## TASK REQUIREMENTS
Retype the following records line for line, with no changes to any character.

::::

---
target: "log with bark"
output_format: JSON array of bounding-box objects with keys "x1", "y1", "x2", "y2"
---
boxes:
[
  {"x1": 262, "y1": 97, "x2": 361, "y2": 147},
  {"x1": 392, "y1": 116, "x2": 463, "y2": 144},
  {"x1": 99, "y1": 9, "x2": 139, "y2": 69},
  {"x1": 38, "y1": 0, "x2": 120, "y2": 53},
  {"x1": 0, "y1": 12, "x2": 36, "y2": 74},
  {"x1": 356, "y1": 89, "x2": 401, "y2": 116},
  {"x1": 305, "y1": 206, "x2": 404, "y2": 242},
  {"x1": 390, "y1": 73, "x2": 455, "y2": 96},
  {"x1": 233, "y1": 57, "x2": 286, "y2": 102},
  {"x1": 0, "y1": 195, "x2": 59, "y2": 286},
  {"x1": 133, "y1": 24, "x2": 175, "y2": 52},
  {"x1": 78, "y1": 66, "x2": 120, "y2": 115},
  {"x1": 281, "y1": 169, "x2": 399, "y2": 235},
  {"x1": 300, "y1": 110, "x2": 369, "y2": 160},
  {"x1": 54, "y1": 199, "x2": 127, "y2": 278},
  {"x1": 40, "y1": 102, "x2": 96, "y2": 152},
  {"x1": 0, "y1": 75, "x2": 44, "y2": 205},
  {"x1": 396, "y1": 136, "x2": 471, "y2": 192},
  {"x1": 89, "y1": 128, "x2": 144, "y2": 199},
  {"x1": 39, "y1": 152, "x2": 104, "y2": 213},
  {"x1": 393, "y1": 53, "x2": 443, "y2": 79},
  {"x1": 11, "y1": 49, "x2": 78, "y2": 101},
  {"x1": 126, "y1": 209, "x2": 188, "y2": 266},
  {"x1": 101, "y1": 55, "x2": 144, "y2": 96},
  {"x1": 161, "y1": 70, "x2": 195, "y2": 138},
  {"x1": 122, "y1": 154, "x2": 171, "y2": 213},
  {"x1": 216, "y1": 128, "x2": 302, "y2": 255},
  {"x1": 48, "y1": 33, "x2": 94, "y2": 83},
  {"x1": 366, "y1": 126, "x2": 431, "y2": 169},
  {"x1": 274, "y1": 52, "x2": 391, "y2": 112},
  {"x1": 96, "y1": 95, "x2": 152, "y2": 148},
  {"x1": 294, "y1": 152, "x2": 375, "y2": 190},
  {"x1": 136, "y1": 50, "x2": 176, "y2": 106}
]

::::

## PROBLEM SOLUTION
---
target: "log with bark"
output_format: JSON array of bounding-box objects with keys "x1", "y1", "x2", "y2"
---
boxes:
[
  {"x1": 262, "y1": 97, "x2": 361, "y2": 147},
  {"x1": 392, "y1": 116, "x2": 463, "y2": 144},
  {"x1": 99, "y1": 9, "x2": 139, "y2": 69},
  {"x1": 38, "y1": 0, "x2": 120, "y2": 53},
  {"x1": 0, "y1": 12, "x2": 36, "y2": 74},
  {"x1": 356, "y1": 89, "x2": 401, "y2": 116},
  {"x1": 305, "y1": 206, "x2": 404, "y2": 242},
  {"x1": 390, "y1": 73, "x2": 455, "y2": 96},
  {"x1": 233, "y1": 57, "x2": 286, "y2": 102},
  {"x1": 0, "y1": 195, "x2": 59, "y2": 286},
  {"x1": 133, "y1": 24, "x2": 175, "y2": 52},
  {"x1": 78, "y1": 66, "x2": 120, "y2": 115},
  {"x1": 281, "y1": 169, "x2": 399, "y2": 235},
  {"x1": 300, "y1": 110, "x2": 369, "y2": 160},
  {"x1": 54, "y1": 199, "x2": 127, "y2": 278},
  {"x1": 40, "y1": 102, "x2": 96, "y2": 152},
  {"x1": 0, "y1": 75, "x2": 44, "y2": 205},
  {"x1": 396, "y1": 136, "x2": 471, "y2": 192},
  {"x1": 89, "y1": 128, "x2": 144, "y2": 199},
  {"x1": 39, "y1": 152, "x2": 104, "y2": 213},
  {"x1": 393, "y1": 53, "x2": 443, "y2": 79},
  {"x1": 11, "y1": 49, "x2": 78, "y2": 101},
  {"x1": 126, "y1": 209, "x2": 188, "y2": 266},
  {"x1": 101, "y1": 55, "x2": 144, "y2": 96},
  {"x1": 161, "y1": 70, "x2": 195, "y2": 138},
  {"x1": 122, "y1": 154, "x2": 171, "y2": 213},
  {"x1": 216, "y1": 128, "x2": 302, "y2": 255},
  {"x1": 48, "y1": 33, "x2": 94, "y2": 83},
  {"x1": 366, "y1": 126, "x2": 431, "y2": 169},
  {"x1": 274, "y1": 52, "x2": 391, "y2": 112},
  {"x1": 96, "y1": 95, "x2": 152, "y2": 148},
  {"x1": 294, "y1": 152, "x2": 375, "y2": 190},
  {"x1": 136, "y1": 50, "x2": 176, "y2": 106}
]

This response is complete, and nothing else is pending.